Exercise instructions →
- A) Please list every person named in the Airbus book review, by the name the text uses.
- B) Write the next few sentences of the Airbus book review, picking up after its final line.

Harvey Cashore has a new book on the stands about the Airbus Affair.
It’s called : The Truth Shows Up: A Reporter’s Fifteen-Year Odyssey
Tracking Down the Truth About Mulroney, Schreiber and the Airbus
Scandal.

I have reviewed it in the July/August issue of the Literary Review of Canada. Here is a portion of that review:

Cashore’s
book is an engaging and instructive roadmap for any aspiring reporter.
And he succeeds in revealing more of the truth behind the story than
anyone else has to date. He takes the reader on a fascinating,
behind-the-scenes journey of a complex journalistic investigation. The
stakes are always high, because at the heart of the story is the
suggestion that former Prime Minister Brian Mulroney may have benefited
from commissions paid by Airbus to secure a sale of jets to Air Canada.

The
secrets held by prime ministers and presidents are rarely, if ever,
fully revealed. Last year, at a speech to the annual conference of the
Investigative Reporters and Editors, legendary Watergate journalist Bob
Woodward described a dinner he recently had with former vice-president
Al Gore. How much does the public know about what really went on in the
Clinton White House, Woodward asked his dinner guest. Gore thought for a
moment before replying: “About one percent.” Add to the equation
potential illegal behaviour on the part of a prime minister, and the
odds for revelation of the truth become far smaller.

Supplied data →
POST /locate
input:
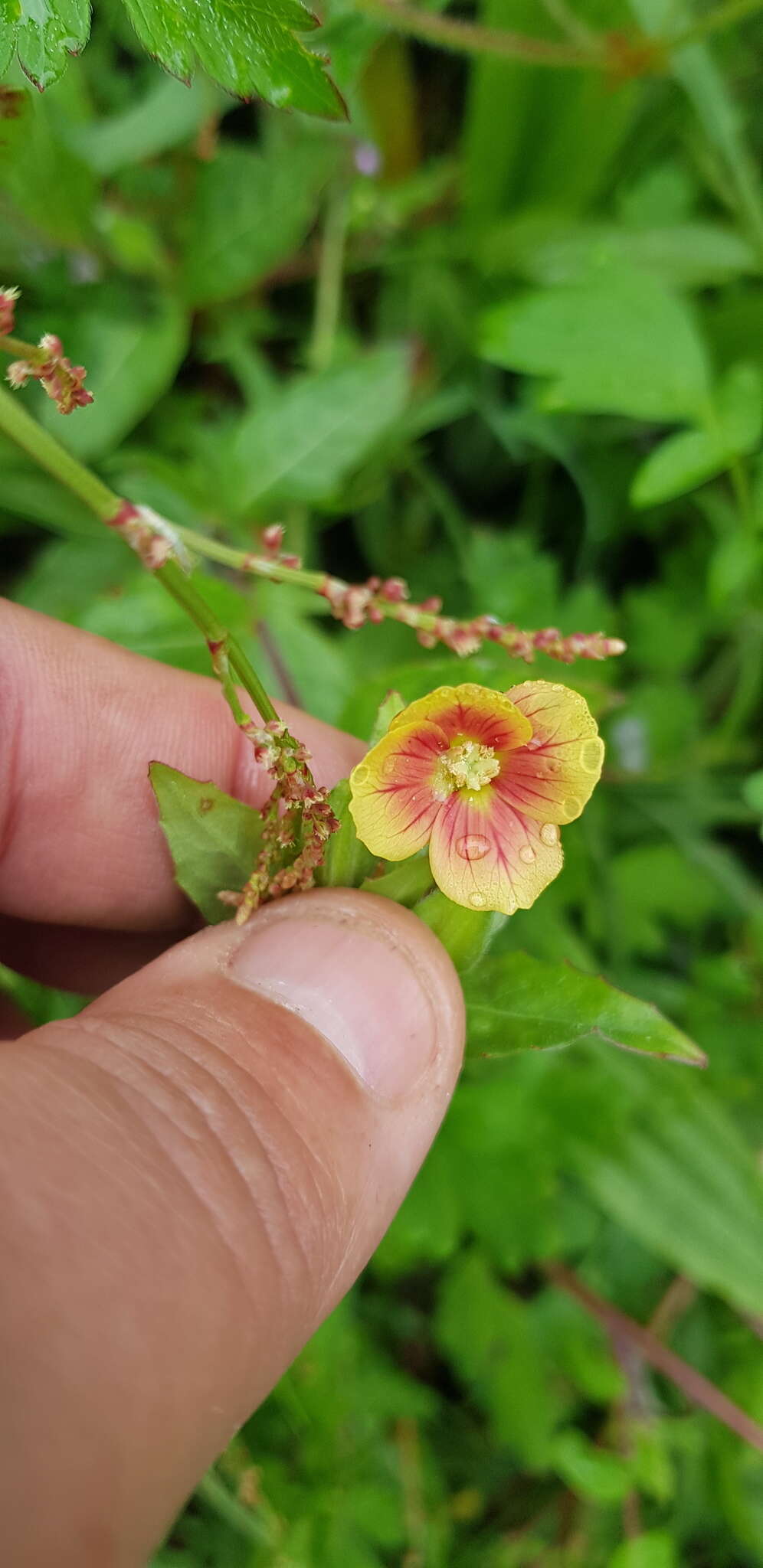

Response list →
- A) Harvey Cashore, Brian Mulroney, Schreiber, Bob Woodward, Al Gore, Clinton

- B)
When Air
Canada decided to buy 34 jets from Airbus in 1988, Karlheinz Schreiber
received about $500,000 in secret commissions per plane. Reporters with
Germany’s Der Spiegel magazine began chasing the story in 1994, and soon
they were in partnership with CBC’s the fifth estate. Cashore was
assigned to research the story for the program, and over the years his
research produced a number of important documentaries and books about
the affair.

Cashore brought with him a specific journalistic
methodology he had learned from his mentor, former newspaper reporter
and author John Sawatsky. In his groundbreaking investigation of the
RCMP security service in the 1970s and 1980s, Sawatsky learned the
importance of taping and transcribing all conversations. By studying his
own questions and the answers they produced, and analyzing the
questions posed by his colleagues and students, Sawatsky deduced that
the quality of information was often directly related to the precise
language employed in the questioning. He came up with a unique
methodology of interviewing, and he stressed the value of maintaining a
chronology of events in every story he worked on. Sawatsky also believed
in maintaining a militant neutrality in his approach, always keeping an
open mind and allowing for disconfirmatory evidence to be heard.

As
a researcher for Sawatsky’s biography of Mulroney, The Politics of
Ambition, Cashore learned the methodology well and adopted it for his
own inquiries. Much of the book’s rich detail comes in the transcripts
of Cashore’s taped interviews.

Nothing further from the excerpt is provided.